# TO DO
Write the next part of the text below on strangler-style system migration, beginning after its final sentence.

# SOURCE DOCUMENT
_____
Dual writes (with caution). The routing layer or application writes to both systems. Reads go to one (usually legacy until the new system is trusted).

This works for:

• Transitional periods
• Low-write scenarios
• When you need to validate the new system before trusting it

The risk: dual write failure modes are nasty. What happens when one write succeeds and the other fails?

Event-driven approach. Changes publish events; both systems subscribe and update their own state. Over time, the new system becomes the source of truth.

This works when:

• You’re building event infrastructure anyway
• The domain can be modeled as events
• You have expertise in event-driven patterns

The risk: complexity of event infrastructure and eventual consistency reasoning.

There’s no perfect solution. Pick based on your constraints and accept that data migration is the hard part of any strangler project.

Practical Migration Flow

A realistic strangler migration looks like this:

Phase 1: Establish the routing layer.

Before migrating anything, put the routing infrastructure in place. Route 100% of traffic to legacy. Verify that the routing layer itself doesn’t break anything.

Phase 2: Build the first new component.

Pick a relatively isolated piece of functionality. Build it in the new system. Get it working with test traffic or a small percentage of real traffic.

Phase 3: Gradual cutover.

Route increasing percentages of traffic to the new component. 1%, 10%, 50%, 100%. Monitor for errors, latency, and correctness at each step. Roll back if problems appear.

Phase 4: Iterate.

Repeat phases 2-3 for additional components. Each iteration builds confidence and infrastructure that makes subsequent migrations easier.

Phase 5: Decommission.

When legacy handles no traffic, turn it off. Ideally keep it around in read-only mode briefly, in case you need historical data or want to verify the new system.

What Actually Goes Wrong

Underestimating coupling. “These components are independent” turns out to mean “these components share seventeen undocumented dependencies.” Discovery of coupling mid-migration is demoralizing.

Data migration gets stuck. The dual-system data situation was supposed to be temporary but becomes permanent. Both systems accumulate divergent data. Nobody wants to touch it.

New system becomes legacy too. The migration takes so long that the “new” system’s architecture becomes outdated before it’s complete. You’re migrating from one legacy system to another.

Business changes during migration. The target you’re migrating toward shifts as business requirements evolve. Scope creep is real.
_____
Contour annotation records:
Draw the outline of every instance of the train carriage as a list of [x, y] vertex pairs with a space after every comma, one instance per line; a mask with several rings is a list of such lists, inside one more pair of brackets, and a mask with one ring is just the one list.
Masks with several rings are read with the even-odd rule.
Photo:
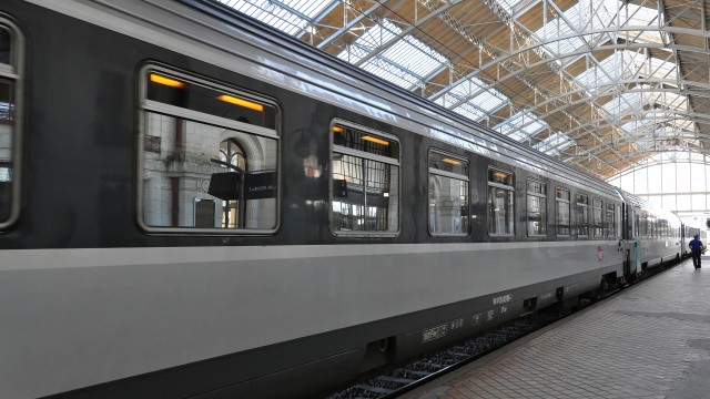
[[0, 392], [308, 397], [636, 276], [631, 197], [219, 4], [4, 0]]

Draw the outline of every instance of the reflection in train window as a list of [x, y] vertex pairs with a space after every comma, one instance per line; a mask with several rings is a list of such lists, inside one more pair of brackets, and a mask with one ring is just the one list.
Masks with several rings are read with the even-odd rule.
[[17, 106], [22, 82], [20, 40], [10, 22], [0, 18], [0, 227], [12, 223], [19, 211], [16, 157], [19, 151]]
[[488, 170], [488, 233], [513, 235], [515, 223], [515, 186], [513, 173]]
[[607, 204], [607, 237], [616, 237], [616, 206]]
[[429, 152], [429, 233], [468, 234], [468, 161]]
[[602, 222], [604, 207], [601, 205], [602, 205], [601, 200], [599, 198], [592, 200], [594, 235], [597, 238], [604, 236], [604, 222]]
[[528, 178], [528, 236], [547, 235], [547, 185]]
[[273, 232], [277, 109], [158, 69], [144, 75], [142, 223], [149, 229]]
[[399, 143], [393, 136], [334, 124], [331, 228], [335, 234], [396, 234], [399, 228]]
[[589, 236], [589, 197], [585, 194], [577, 194], [577, 235]]
[[556, 204], [556, 223], [557, 223], [557, 235], [566, 236], [569, 235], [569, 190], [557, 187], [555, 190], [555, 204]]
[[[0, 23], [2, 23], [0, 21]], [[0, 64], [10, 66], [12, 55], [12, 37], [8, 28], [0, 24]]]

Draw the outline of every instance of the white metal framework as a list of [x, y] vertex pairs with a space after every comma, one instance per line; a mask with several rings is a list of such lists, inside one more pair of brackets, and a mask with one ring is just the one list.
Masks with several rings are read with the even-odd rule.
[[710, 154], [704, 1], [205, 1], [601, 178]]

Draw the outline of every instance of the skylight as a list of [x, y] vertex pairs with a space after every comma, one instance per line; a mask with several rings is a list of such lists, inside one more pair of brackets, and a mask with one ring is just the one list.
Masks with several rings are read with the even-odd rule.
[[500, 6], [506, 12], [513, 14], [515, 12], [516, 6], [521, 3], [524, 0], [496, 0], [498, 6]]
[[[372, 27], [337, 57], [351, 63], [357, 63], [365, 57], [397, 35], [402, 29], [388, 20]], [[447, 62], [446, 57], [436, 52], [420, 40], [405, 35], [361, 65], [366, 71], [388, 80], [405, 89], [415, 89], [418, 83]]]
[[547, 123], [538, 119], [535, 114], [523, 111], [494, 129], [513, 140], [525, 142], [547, 129]]
[[[469, 78], [458, 83], [446, 94], [436, 99], [435, 102], [458, 112], [462, 115], [475, 115], [475, 121], [484, 119], [509, 102], [509, 99], [495, 89], [487, 88], [487, 84], [479, 79]], [[452, 108], [453, 104], [462, 104]], [[459, 108], [467, 105], [459, 111]], [[475, 111], [474, 111], [475, 110]]]
[[[287, 34], [295, 35], [334, 0], [217, 0]], [[337, 1], [337, 0], [336, 0]]]
[[574, 144], [575, 144], [575, 141], [569, 139], [567, 134], [562, 132], [555, 132], [550, 134], [549, 137], [537, 143], [532, 147], [550, 156], [555, 156], [561, 153], [562, 151], [569, 149]]

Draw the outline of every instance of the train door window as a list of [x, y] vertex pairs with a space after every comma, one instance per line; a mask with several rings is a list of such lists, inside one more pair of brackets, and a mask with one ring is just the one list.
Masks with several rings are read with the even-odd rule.
[[0, 18], [0, 229], [18, 216], [23, 37]]
[[337, 235], [395, 235], [399, 229], [399, 142], [335, 121], [331, 228]]
[[468, 161], [429, 151], [429, 233], [468, 234]]
[[616, 205], [607, 203], [607, 237], [610, 238], [617, 236], [617, 232], [615, 229], [617, 226], [615, 209]]
[[515, 186], [513, 173], [488, 170], [488, 233], [513, 235], [515, 233]]
[[585, 194], [577, 194], [577, 235], [589, 236], [589, 197]]
[[569, 190], [557, 187], [555, 190], [555, 204], [557, 215], [555, 222], [557, 223], [557, 235], [568, 236], [570, 234], [570, 206], [569, 206]]
[[538, 180], [528, 178], [527, 202], [528, 236], [546, 236], [547, 185]]
[[600, 198], [591, 200], [591, 213], [594, 223], [594, 236], [596, 238], [604, 237], [604, 207]]
[[141, 105], [143, 228], [217, 234], [277, 228], [275, 101], [151, 65], [142, 71]]

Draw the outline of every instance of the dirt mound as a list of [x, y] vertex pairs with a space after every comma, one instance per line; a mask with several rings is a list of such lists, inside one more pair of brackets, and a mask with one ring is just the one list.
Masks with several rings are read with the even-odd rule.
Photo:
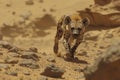
[[111, 2], [112, 0], [94, 0], [95, 4], [98, 4], [98, 5], [101, 5], [101, 6], [104, 6], [104, 5], [107, 5]]
[[113, 0], [113, 7], [120, 11], [120, 0]]
[[86, 80], [120, 79], [120, 41], [119, 39], [109, 49], [99, 56], [92, 67], [84, 71]]

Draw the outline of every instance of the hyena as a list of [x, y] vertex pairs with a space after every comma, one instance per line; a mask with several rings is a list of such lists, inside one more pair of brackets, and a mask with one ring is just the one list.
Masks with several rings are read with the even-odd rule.
[[57, 23], [57, 32], [53, 47], [54, 53], [58, 55], [59, 40], [63, 38], [66, 55], [74, 58], [74, 53], [82, 42], [85, 28], [89, 23], [88, 18], [82, 18], [78, 13], [62, 16]]

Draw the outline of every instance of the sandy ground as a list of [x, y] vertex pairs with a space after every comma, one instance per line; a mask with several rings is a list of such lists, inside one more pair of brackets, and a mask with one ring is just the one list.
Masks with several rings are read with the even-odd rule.
[[[30, 0], [32, 4], [27, 4], [29, 0], [0, 0], [0, 27], [3, 40], [6, 40], [19, 48], [29, 49], [35, 47], [41, 56], [38, 64], [40, 69], [34, 70], [22, 68], [15, 65], [10, 70], [17, 70], [18, 76], [6, 75], [5, 70], [0, 71], [0, 80], [44, 80], [38, 79], [40, 73], [46, 67], [47, 57], [52, 56], [56, 60], [56, 65], [66, 70], [63, 79], [48, 78], [48, 80], [84, 80], [82, 72], [74, 69], [84, 69], [87, 64], [92, 64], [97, 55], [102, 54], [112, 41], [120, 37], [120, 28], [107, 30], [88, 31], [85, 40], [77, 49], [76, 56], [80, 61], [69, 62], [63, 58], [56, 57], [53, 53], [53, 42], [56, 33], [56, 23], [64, 14], [72, 14], [78, 10], [84, 10], [94, 4], [93, 0]], [[105, 13], [105, 12], [103, 12]], [[35, 23], [35, 24], [33, 24]], [[62, 45], [62, 44], [61, 44]], [[7, 53], [6, 50], [4, 53]], [[60, 52], [64, 53], [61, 47]], [[43, 56], [40, 53], [46, 53]], [[7, 55], [7, 54], [6, 54]], [[4, 55], [2, 59], [5, 58]], [[87, 63], [86, 63], [87, 62]], [[24, 75], [24, 71], [30, 71], [29, 76]], [[9, 79], [7, 77], [10, 77]], [[45, 79], [46, 80], [46, 79]]]

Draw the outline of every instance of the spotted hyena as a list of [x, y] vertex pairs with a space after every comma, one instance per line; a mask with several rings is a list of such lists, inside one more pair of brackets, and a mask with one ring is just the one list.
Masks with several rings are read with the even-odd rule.
[[88, 18], [82, 18], [78, 13], [62, 16], [57, 24], [54, 53], [58, 55], [59, 40], [63, 38], [67, 56], [74, 58], [74, 53], [83, 40], [85, 28], [89, 25], [89, 22]]

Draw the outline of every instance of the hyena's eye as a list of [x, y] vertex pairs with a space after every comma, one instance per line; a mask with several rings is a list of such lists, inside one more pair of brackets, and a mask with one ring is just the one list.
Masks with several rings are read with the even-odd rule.
[[74, 27], [71, 28], [71, 30], [74, 30], [74, 29], [75, 29]]
[[81, 28], [78, 28], [79, 31], [81, 31]]

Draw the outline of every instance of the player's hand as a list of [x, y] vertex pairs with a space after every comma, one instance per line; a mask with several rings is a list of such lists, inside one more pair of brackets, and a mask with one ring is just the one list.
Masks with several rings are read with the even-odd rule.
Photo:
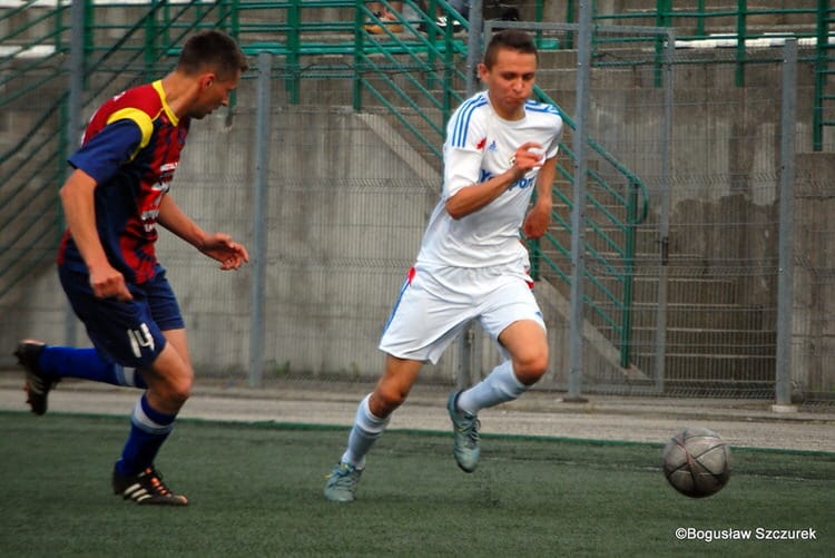
[[525, 141], [520, 145], [510, 158], [510, 166], [520, 178], [531, 169], [541, 167], [546, 161], [542, 145], [536, 141]]
[[90, 267], [90, 286], [97, 298], [115, 297], [119, 302], [134, 300], [125, 284], [125, 275], [110, 265]]
[[220, 262], [220, 268], [237, 270], [249, 262], [249, 254], [243, 244], [233, 242], [232, 236], [216, 233], [209, 236], [200, 252]]

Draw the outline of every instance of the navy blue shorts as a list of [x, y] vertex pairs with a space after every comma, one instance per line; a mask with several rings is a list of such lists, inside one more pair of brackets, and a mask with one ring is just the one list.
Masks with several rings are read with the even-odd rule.
[[128, 284], [132, 301], [97, 298], [87, 273], [58, 266], [58, 276], [72, 310], [87, 327], [99, 354], [122, 366], [150, 368], [166, 344], [167, 330], [185, 327], [177, 297], [165, 270], [140, 285]]

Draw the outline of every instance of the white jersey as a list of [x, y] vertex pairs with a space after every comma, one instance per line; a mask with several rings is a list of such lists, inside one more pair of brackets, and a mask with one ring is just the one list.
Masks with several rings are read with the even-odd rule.
[[538, 168], [487, 206], [460, 219], [453, 219], [444, 204], [461, 188], [508, 170], [511, 157], [527, 141], [542, 145], [546, 159], [557, 156], [561, 134], [562, 118], [551, 105], [529, 100], [524, 117], [511, 121], [493, 111], [487, 91], [465, 100], [446, 126], [443, 193], [423, 235], [418, 265], [484, 267], [527, 257], [519, 228]]

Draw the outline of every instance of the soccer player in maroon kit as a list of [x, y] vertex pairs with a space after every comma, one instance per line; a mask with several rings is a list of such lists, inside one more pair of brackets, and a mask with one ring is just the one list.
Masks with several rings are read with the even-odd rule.
[[177, 298], [156, 258], [156, 225], [220, 262], [220, 270], [248, 261], [243, 245], [204, 232], [168, 194], [191, 119], [228, 105], [247, 68], [230, 37], [202, 31], [184, 45], [170, 74], [96, 111], [60, 190], [68, 229], [58, 254], [61, 285], [95, 347], [24, 340], [14, 352], [36, 414], [47, 411], [47, 395], [62, 378], [143, 390], [112, 471], [115, 493], [137, 503], [188, 503], [154, 466], [194, 382]]

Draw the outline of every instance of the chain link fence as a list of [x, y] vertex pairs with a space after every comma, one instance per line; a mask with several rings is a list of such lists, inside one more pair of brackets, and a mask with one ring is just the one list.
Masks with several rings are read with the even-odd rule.
[[[581, 391], [774, 399], [783, 272], [780, 176], [788, 165], [796, 176], [795, 227], [788, 239], [795, 281], [786, 294], [793, 309], [792, 395], [796, 402], [831, 402], [835, 298], [827, 295], [835, 285], [835, 161], [832, 146], [806, 151], [813, 84], [804, 48], [792, 85], [798, 153], [784, 160], [779, 47], [749, 49], [740, 70], [733, 49], [688, 45], [665, 50], [665, 32], [625, 36], [601, 29], [587, 90], [577, 87], [576, 29], [534, 30], [549, 46], [541, 52], [540, 87], [567, 117], [574, 115], [578, 95], [587, 96], [587, 136], [639, 176], [649, 193], [647, 218], [628, 227], [635, 235], [627, 256], [606, 241], [623, 244], [627, 233], [605, 225], [607, 214], [622, 207], [587, 203], [583, 208], [587, 302], [617, 315], [618, 323], [629, 312], [630, 326], [616, 331], [586, 305], [579, 324]], [[346, 58], [327, 63], [356, 69]], [[455, 63], [465, 71], [463, 60]], [[298, 75], [291, 76], [276, 59], [268, 76], [266, 109], [263, 78], [253, 74], [228, 112], [193, 124], [171, 188], [175, 200], [205, 229], [227, 232], [250, 248], [263, 246], [250, 252], [249, 266], [223, 273], [163, 234], [159, 256], [180, 298], [195, 366], [199, 375], [253, 385], [315, 380], [338, 389], [346, 381], [373, 382], [383, 363], [376, 350], [381, 330], [440, 194], [439, 161], [415, 145], [383, 104], [365, 98], [362, 111], [353, 110], [351, 78], [305, 81], [302, 72], [304, 102], [296, 105], [285, 86]], [[421, 107], [400, 108], [407, 115]], [[265, 126], [266, 183], [258, 194], [257, 138]], [[568, 168], [574, 134], [567, 127], [563, 136]], [[593, 176], [627, 193], [629, 185], [599, 155], [590, 154], [588, 166]], [[598, 184], [589, 183], [590, 196]], [[560, 175], [556, 187], [571, 198], [571, 177]], [[570, 222], [571, 209], [558, 203], [554, 216]], [[263, 222], [255, 219], [259, 212]], [[571, 268], [570, 254], [548, 255]], [[253, 295], [258, 270], [265, 274], [262, 298]], [[629, 271], [628, 286], [609, 277], [612, 270]], [[30, 293], [7, 309], [14, 315], [3, 321], [7, 344], [21, 335], [61, 341], [67, 314], [53, 275], [45, 271]], [[599, 294], [620, 297], [625, 288], [631, 293], [627, 309]], [[560, 392], [569, 383], [570, 285], [542, 265], [536, 293], [552, 351], [551, 371], [538, 389]], [[263, 319], [254, 323], [259, 304]], [[254, 335], [263, 341], [255, 355]], [[75, 342], [87, 343], [80, 329]], [[489, 373], [499, 355], [478, 329], [469, 343], [473, 358], [465, 381], [472, 382]], [[623, 345], [627, 366], [620, 362]], [[462, 346], [455, 344], [438, 365], [426, 366], [420, 381], [461, 381], [469, 356]]]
_____
# WRITTEN ANSWER
Team fatigue. Long migrations are exhausting. Teams lose context as people rotate. Motivation drops as the finish line remains perpetually distant.

Mitigation Strategies

Time-box migration phases. Each phase should deliver value within 3-6 months. If a phase is taking longer, it’s probably scoped too large.

Measure progress continuously. What percentage of traffic goes to the new system? How much functionality remains in legacy? Track these metrics and make them visible.

Build data migration tooling early. Don’t treat data synchronization as an afterthought. Invest in tooling to migrate, sync, and verify data from the start.

Accept good enough. Not every feature in the legacy system needs to be recreated. Some can be deprecated during migration. Some can be simplified. Migrating with 100% feature parity is often unnecessary and slow.

Plan for maintenance of both systems. During migration, you’re operating two systems. Both need monitoring, bug fixes, and security patches. Budget for this overhead.

When Strangler Isn’t Right

The strangler pattern isn’t always the best approach:

Tightly integrated monoliths. If the legacy system is so coupled that nothing can be extracted independently, strangler creates more complexity than it solves. You might need to accept a rewrite or significant refactoring before strangler becomes viable.

Simple replacements. If the legacy system is small and well-understood, a direct replacement might be faster. Strangler overhead isn’t justified for a two-month rewrite.

Data model fundamental changes. If the new system requires a completely different data model, synchronizing between old and new during migration may be impractical. A migration-then-switch approach might be cleaner.

No routing layer option. If you can’t insert a routing layer (embedded systems, certain legacy architectures), the pattern doesn’t apply.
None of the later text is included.